Set task.
Quote the passage from the StatsTableTest issue page below, starting at the words "Actual: 24947" and ending after "StatsTableTest.StatsCounter (13 ms)".

Excerpt provided.
* * *
My favorites | Sign in
Project Home Downloads Wiki Issues Code Search
New issue   Search
for
  Advanced search   Search tips   Subscriptions
Issue 10611: StatsTableTest.MultipleThreads is flaky
3 people starred this issue and may be notified of changes. Back to list
 
Project Member Reported by maruel@chromium.org, Apr 16, 2009
Here's an example on the mac:

[----------] 7 tests from StatsTableTest
[ RUN      ] StatsTableTest.VerifySlots
[       OK ] StatsTableTest.VerifySlots (1 ms)
[ RUN      ] StatsTableTest.MultipleThreads
/Users/maruel/code/b/slave/mac/build/src/base/stats_table_unittest.cc:151: 
Failure
Value of: table.GetCounterValue(name)
  Actual: 24947
Expected: 1313 * kMaxThreads
Which is: 26260
[  FAILED  ] StatsTableTest.MultipleThreads (4583 ms)
[ RUN      ] StatsTableTest.MultipleProcesses
[       OK ] StatsTableTest.MultipleProcesses (4854 ms)
[ RUN      ] StatsTableTest.StatsCounter
[       OK ] StatsTableTest.StatsCounter (13 ms)
[ RUN      ] StatsTableTest.StatsCounterTimer
[       OK ] StatsTableTest.StatsCounterTimer (1005 ms)
[ RUN      ] StatsTableTest.StatsRate
[       OK ] StatsTableTest.StatsRate (1005 ms)
* * *
Record list.
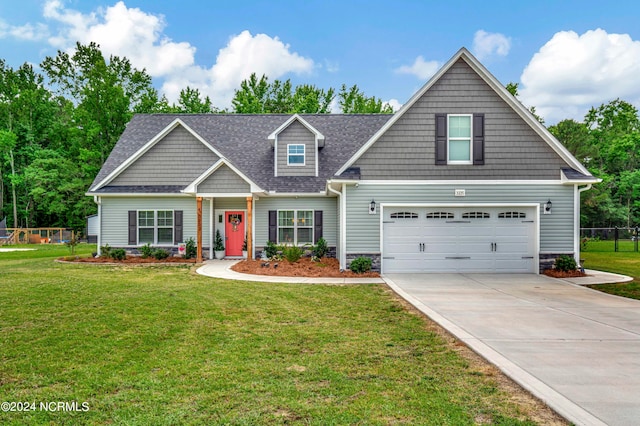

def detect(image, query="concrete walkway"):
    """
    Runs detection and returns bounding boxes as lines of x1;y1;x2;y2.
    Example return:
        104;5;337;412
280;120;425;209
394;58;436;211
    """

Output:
196;259;384;284
385;271;640;425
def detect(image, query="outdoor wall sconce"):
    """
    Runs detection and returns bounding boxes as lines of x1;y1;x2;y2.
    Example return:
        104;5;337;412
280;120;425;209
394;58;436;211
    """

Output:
369;200;376;214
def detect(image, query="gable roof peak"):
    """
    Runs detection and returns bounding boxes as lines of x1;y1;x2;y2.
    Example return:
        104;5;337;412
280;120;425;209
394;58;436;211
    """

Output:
267;113;324;148
336;47;591;176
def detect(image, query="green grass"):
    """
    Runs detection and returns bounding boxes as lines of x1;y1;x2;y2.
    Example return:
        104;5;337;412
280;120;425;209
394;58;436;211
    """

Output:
580;240;640;299
0;246;532;425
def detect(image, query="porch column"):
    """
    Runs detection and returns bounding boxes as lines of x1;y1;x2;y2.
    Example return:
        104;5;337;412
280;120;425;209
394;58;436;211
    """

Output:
247;197;253;260
196;197;202;263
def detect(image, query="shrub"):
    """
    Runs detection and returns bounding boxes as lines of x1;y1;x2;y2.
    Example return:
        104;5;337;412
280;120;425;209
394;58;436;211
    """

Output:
264;241;280;259
184;237;198;259
349;256;371;274
111;249;127;260
139;243;153;259
100;244;111;257
555;254;578;272
283;246;304;263
153;249;169;260
313;238;329;259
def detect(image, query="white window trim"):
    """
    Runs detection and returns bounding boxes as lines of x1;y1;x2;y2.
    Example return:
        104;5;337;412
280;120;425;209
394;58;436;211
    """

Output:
447;114;473;166
276;209;315;246
136;209;176;246
287;143;307;167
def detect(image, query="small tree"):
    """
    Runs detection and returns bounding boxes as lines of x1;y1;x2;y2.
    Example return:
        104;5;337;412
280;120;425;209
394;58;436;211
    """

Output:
213;229;224;251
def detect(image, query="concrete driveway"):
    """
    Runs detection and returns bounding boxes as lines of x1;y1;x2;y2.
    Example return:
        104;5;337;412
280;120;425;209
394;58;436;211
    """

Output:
385;274;640;425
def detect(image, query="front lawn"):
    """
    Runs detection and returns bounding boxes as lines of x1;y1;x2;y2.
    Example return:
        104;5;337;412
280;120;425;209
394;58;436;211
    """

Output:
580;241;640;299
0;246;557;425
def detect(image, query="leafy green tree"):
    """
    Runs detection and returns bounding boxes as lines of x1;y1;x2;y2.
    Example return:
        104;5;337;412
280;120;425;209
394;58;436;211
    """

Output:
338;84;393;114
42;43;157;165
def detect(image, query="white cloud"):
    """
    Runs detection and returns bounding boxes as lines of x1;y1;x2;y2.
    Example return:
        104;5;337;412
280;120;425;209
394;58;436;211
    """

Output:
209;30;314;105
473;30;511;60
396;56;442;80
519;29;640;124
0;19;48;41
38;0;315;108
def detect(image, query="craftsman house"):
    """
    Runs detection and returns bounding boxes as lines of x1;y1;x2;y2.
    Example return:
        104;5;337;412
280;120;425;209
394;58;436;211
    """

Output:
87;49;598;273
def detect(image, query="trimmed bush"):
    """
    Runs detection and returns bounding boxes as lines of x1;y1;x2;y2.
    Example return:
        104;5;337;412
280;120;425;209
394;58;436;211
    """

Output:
349;256;371;274
264;241;280;259
554;254;578;272
313;238;329;259
100;244;111;257
139;243;153;259
153;249;169;260
283;246;304;263
111;249;127;260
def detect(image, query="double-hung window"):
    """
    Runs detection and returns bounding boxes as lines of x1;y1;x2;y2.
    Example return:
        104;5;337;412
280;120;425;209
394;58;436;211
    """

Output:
278;210;313;245
138;210;174;245
138;210;155;244
447;114;473;164
157;210;173;244
287;144;304;166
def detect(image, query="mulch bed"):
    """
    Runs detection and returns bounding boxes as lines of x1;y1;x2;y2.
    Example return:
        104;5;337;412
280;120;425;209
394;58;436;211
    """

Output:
231;257;380;278
544;269;588;278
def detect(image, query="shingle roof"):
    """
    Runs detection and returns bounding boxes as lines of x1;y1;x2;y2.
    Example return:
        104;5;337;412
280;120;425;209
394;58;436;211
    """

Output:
91;114;391;193
562;167;594;181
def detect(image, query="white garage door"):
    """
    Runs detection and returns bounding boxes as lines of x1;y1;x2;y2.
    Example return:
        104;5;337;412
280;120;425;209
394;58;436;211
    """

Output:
382;207;537;273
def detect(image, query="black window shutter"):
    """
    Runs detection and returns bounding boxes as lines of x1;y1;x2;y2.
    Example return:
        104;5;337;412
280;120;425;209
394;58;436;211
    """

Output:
269;210;278;243
129;210;138;246
436;114;447;166
173;210;184;244
313;210;322;244
473;114;484;166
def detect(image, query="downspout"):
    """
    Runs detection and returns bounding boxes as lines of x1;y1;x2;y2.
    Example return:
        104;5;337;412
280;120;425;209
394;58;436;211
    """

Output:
573;183;593;267
93;195;102;256
327;183;347;269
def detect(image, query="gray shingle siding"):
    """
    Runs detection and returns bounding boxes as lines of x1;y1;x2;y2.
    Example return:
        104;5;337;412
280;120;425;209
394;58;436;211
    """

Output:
276;121;318;176
354;59;566;180
110;127;219;186
197;165;251;193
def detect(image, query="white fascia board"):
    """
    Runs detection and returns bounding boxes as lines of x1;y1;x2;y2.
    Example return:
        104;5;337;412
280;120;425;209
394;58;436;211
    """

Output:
560;170;602;185
197;192;253;198
92;118;224;189
85;192;193;198
336;47;591;176
380;202;540;208
350;179;564;186
182;158;263;195
262;191;327;198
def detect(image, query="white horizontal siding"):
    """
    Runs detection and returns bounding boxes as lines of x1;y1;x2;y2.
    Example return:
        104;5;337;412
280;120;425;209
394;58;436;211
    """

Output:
101;197;210;247
346;183;574;253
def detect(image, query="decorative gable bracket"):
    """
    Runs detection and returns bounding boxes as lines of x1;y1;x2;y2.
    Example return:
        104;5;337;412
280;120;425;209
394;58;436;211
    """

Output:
267;114;324;148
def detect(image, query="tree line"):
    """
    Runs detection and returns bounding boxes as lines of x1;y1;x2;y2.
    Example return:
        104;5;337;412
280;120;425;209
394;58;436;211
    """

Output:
0;43;393;229
0;43;640;229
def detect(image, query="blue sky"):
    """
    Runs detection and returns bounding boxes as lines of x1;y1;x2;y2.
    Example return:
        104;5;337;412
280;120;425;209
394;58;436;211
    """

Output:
0;0;640;124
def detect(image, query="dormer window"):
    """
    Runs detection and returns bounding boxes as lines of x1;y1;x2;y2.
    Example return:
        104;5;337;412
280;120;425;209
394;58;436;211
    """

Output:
287;144;304;166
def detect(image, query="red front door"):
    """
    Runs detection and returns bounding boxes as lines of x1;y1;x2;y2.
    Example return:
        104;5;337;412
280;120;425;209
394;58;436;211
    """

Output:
224;212;245;256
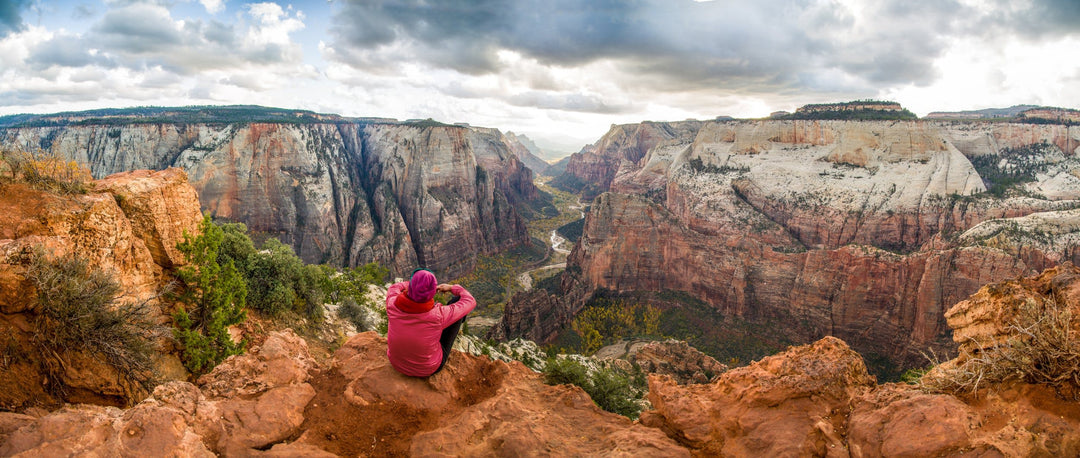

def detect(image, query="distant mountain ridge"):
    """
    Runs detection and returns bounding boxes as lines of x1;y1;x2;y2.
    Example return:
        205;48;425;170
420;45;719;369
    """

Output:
924;105;1043;119
0;106;539;278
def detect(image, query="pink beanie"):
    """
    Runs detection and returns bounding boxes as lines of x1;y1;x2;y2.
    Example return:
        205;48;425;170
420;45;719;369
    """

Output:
407;269;437;304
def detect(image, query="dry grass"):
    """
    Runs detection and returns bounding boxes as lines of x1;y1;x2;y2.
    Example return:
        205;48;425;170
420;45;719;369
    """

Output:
0;148;93;194
26;248;165;395
919;298;1080;400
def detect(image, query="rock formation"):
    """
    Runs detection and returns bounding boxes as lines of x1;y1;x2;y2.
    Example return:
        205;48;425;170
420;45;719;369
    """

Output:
0;332;689;457
0;169;201;409
503;121;1080;366
0;266;1080;457
0;118;538;277
505;132;551;175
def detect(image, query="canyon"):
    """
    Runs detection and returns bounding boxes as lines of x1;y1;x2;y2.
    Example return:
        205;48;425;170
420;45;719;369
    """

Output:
0;107;539;278
492;120;1080;367
0;266;1080;457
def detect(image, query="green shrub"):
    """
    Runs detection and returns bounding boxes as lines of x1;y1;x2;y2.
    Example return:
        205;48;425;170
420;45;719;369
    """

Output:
919;297;1080;401
543;358;642;419
173;215;247;376
543;358;589;388
26;248;163;392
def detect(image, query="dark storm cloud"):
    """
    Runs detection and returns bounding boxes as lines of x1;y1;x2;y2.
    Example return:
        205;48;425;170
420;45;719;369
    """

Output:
25;2;291;75
0;0;30;38
94;4;183;53
332;0;964;99
507;91;631;115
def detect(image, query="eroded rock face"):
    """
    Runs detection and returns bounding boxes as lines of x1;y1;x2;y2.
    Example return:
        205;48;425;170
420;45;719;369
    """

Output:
0;332;689;457
0;169;201;408
642;338;1080;457
0;331;314;457
0;122;537;277
642;337;874;456
96;167;202;269
593;339;728;385
509;121;1080;365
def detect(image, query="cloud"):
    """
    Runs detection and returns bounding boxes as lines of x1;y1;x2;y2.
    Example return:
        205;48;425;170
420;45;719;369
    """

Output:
94;3;183;54
980;0;1080;39
199;0;225;14
0;0;319;110
327;0;966;100
26;33;114;70
0;0;29;37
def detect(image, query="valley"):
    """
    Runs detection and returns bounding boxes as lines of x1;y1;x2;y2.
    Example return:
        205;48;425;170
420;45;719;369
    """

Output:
494;114;1080;379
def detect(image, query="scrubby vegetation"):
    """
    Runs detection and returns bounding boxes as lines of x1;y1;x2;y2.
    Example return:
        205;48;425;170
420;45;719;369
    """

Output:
919;297;1080;401
24;248;164;393
174;215;388;374
689;158;750;174
173;215;247;375
0;148;93;194
543;358;644;419
551;172;602;198
555;218;585;243
456;239;548;308
0;105;349;127
571;298;661;354
777;99;919;121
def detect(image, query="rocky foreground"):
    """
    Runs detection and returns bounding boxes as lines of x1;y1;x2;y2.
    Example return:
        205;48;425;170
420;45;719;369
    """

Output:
0;266;1080;457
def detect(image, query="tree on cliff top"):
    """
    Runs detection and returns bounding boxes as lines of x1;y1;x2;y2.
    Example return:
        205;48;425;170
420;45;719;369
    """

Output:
26;246;164;396
173;215;247;375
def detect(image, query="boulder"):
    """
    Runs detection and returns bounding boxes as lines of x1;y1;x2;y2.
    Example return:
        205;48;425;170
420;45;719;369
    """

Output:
642;337;874;456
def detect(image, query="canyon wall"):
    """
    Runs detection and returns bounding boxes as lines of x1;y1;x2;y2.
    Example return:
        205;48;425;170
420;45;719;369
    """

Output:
0;120;538;277
496;121;1080;365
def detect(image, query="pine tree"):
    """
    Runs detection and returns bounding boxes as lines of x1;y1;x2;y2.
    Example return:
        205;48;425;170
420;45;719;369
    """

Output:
173;215;247;375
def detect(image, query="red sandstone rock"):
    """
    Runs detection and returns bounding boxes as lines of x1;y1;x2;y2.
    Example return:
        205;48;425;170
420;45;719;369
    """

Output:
96;169;202;269
642;337;874;456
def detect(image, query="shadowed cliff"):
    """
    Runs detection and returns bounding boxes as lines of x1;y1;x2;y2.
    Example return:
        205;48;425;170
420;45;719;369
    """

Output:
0;107;538;277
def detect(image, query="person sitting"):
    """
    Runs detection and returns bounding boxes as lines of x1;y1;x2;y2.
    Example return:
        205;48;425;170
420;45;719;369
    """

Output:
387;269;476;377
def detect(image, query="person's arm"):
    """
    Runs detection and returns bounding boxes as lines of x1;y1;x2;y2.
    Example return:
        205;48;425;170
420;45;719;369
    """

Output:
387;282;408;309
438;283;476;327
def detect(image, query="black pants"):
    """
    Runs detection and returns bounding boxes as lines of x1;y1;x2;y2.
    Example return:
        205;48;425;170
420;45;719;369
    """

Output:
431;296;469;375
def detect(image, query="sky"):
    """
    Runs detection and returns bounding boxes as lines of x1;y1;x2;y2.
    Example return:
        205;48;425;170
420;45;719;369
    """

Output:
0;0;1080;153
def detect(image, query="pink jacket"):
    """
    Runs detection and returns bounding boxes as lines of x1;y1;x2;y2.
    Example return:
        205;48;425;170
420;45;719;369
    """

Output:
387;282;476;377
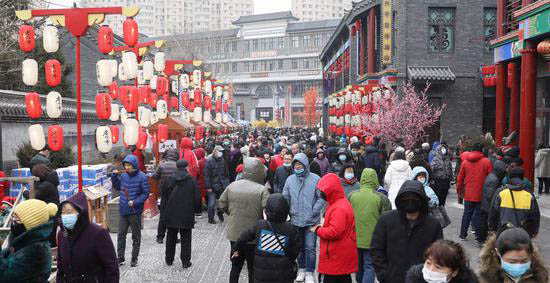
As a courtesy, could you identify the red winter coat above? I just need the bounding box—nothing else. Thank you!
[456,151,493,202]
[317,173,358,275]
[180,137,199,180]
[193,148,206,198]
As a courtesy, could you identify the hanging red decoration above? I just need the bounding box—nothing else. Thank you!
[122,17,139,46]
[25,92,42,119]
[44,59,61,87]
[97,25,114,54]
[109,125,120,144]
[48,124,63,151]
[157,124,168,142]
[19,25,35,52]
[95,93,111,120]
[109,82,119,100]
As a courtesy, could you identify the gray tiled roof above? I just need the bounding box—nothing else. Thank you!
[407,66,456,81]
[233,11,299,25]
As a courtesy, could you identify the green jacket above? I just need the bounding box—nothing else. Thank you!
[349,168,391,249]
[0,221,53,282]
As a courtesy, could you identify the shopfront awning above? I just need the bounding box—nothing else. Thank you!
[407,66,456,82]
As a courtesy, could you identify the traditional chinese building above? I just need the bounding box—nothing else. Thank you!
[321,0,497,145]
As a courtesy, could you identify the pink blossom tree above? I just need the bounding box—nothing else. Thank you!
[361,82,445,148]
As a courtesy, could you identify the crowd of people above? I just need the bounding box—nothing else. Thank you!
[0,129,550,283]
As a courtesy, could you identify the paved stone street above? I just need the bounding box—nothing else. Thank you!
[111,186,550,283]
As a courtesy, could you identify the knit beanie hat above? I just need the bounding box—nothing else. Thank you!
[13,199,57,231]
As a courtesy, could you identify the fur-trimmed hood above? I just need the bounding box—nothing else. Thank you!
[479,235,548,283]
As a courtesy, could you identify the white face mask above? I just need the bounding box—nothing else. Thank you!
[422,266,449,283]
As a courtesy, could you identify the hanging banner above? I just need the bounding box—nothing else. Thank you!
[382,0,393,65]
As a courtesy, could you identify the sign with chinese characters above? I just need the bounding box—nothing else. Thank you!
[382,0,393,65]
[159,140,177,152]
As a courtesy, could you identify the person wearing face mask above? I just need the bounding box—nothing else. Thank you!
[370,180,443,283]
[479,227,549,283]
[283,153,325,283]
[111,155,150,267]
[405,240,479,283]
[273,151,294,194]
[204,145,229,224]
[57,192,120,282]
[0,199,57,282]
* * *
Worked answer.
Actual: 24947
Expected: 1313 * kMaxThreads
Which is: 26260
[  FAILED  ] StatsTableTest.MultipleThreads (4583 ms)
[ RUN      ] StatsTableTest.MultipleProcesses
[       OK ] StatsTableTest.MultipleProcesses (4854 ms)
[ RUN      ] StatsTableTest.StatsCounter
[       OK ] StatsTableTest.StatsCounter (13 ms)